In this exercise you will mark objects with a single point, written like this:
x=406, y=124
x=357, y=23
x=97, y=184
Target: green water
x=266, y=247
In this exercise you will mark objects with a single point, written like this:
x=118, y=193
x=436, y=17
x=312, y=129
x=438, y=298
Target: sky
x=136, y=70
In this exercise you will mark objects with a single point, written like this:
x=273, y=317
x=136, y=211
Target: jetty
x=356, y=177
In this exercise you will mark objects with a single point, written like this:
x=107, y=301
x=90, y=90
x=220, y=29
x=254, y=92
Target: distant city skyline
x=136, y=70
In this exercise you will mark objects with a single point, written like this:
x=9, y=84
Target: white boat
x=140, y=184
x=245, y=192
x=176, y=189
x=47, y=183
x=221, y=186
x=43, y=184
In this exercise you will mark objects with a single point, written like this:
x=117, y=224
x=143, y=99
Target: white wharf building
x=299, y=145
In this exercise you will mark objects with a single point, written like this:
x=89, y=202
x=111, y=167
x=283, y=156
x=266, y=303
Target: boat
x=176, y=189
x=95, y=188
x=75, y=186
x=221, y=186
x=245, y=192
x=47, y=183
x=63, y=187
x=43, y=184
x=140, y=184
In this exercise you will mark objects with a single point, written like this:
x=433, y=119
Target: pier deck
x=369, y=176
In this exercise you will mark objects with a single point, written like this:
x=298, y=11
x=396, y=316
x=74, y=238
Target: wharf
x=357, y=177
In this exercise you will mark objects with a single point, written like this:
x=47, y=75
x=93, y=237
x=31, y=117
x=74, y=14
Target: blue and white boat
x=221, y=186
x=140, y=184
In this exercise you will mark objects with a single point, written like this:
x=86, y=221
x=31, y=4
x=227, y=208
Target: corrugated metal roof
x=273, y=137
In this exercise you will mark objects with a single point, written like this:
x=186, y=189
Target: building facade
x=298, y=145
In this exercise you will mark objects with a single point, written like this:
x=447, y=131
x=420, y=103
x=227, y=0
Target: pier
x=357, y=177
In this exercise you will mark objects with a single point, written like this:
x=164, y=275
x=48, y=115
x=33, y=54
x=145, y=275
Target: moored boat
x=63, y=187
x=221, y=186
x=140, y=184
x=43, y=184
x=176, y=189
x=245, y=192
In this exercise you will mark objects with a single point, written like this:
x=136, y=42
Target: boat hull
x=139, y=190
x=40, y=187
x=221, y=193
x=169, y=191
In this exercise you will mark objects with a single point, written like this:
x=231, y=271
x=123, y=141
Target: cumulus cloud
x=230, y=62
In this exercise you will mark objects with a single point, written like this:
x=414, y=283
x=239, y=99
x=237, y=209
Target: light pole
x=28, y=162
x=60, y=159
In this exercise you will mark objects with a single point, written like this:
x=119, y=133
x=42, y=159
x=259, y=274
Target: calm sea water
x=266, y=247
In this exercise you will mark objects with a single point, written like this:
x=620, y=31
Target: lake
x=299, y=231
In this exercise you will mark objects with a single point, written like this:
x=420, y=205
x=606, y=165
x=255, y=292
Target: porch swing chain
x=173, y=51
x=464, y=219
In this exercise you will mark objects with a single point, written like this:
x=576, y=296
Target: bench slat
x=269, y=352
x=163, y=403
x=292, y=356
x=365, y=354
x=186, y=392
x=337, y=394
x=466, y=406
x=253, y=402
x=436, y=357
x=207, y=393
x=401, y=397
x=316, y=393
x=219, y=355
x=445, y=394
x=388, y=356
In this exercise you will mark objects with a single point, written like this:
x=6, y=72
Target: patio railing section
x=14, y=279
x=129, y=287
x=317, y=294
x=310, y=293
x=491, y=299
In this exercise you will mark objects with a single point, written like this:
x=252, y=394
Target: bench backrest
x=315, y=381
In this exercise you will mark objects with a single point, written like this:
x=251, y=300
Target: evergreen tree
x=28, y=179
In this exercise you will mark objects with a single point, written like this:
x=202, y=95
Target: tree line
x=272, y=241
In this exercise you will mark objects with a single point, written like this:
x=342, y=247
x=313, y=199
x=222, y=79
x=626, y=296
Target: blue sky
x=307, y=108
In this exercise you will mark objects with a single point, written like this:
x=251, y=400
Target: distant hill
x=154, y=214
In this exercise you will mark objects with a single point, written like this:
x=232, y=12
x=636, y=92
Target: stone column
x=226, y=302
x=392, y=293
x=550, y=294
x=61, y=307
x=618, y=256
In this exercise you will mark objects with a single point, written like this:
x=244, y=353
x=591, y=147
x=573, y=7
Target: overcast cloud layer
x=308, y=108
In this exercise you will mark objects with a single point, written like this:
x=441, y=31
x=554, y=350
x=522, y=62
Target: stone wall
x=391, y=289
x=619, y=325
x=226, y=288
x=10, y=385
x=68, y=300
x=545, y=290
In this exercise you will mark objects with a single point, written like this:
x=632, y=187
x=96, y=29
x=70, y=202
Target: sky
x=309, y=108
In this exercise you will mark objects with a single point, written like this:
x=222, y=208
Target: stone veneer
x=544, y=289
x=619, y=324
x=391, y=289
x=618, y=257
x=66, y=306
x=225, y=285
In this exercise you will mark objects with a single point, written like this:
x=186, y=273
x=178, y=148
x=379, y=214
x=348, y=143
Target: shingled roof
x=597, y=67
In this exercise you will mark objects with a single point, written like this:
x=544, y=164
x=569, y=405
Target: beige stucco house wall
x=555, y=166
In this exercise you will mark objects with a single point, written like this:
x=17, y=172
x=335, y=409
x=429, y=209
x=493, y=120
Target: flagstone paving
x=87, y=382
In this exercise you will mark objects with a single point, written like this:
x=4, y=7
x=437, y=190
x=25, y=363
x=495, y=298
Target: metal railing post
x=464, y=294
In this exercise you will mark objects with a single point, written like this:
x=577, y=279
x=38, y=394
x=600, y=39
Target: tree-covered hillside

EXERCISE DESCRIPTION >> Please rewrite everything from the start of the listing down to the line containing "x=299, y=145". Offset every answer coordinate, both x and y, by -78 and leave every other line as it is.

FINISHED EXERCISE >>
In this exercise you will mark objects with a single point, written like this:
x=406, y=124
x=357, y=23
x=97, y=184
Target: green water
x=188, y=169
In this exercise you will mark objects with a single point, written like this:
x=118, y=193
x=436, y=17
x=312, y=129
x=438, y=298
Target: sky
x=58, y=-8
In this exercise you will mark objects with a single point, written like this:
x=273, y=317
x=136, y=211
Target: jetty
x=278, y=99
In this exercise you will mark objects with a single point, written like this:
x=107, y=301
x=90, y=90
x=220, y=29
x=254, y=92
Target: distant city skyline
x=58, y=-8
In this exercise you will mark objects with a single point, written like this:
x=9, y=84
Target: white boat
x=62, y=106
x=167, y=114
x=98, y=111
x=-31, y=105
x=143, y=108
x=-35, y=106
In this exercise you will mark objects with a single point, written like this:
x=117, y=224
x=143, y=99
Target: white wharf building
x=221, y=67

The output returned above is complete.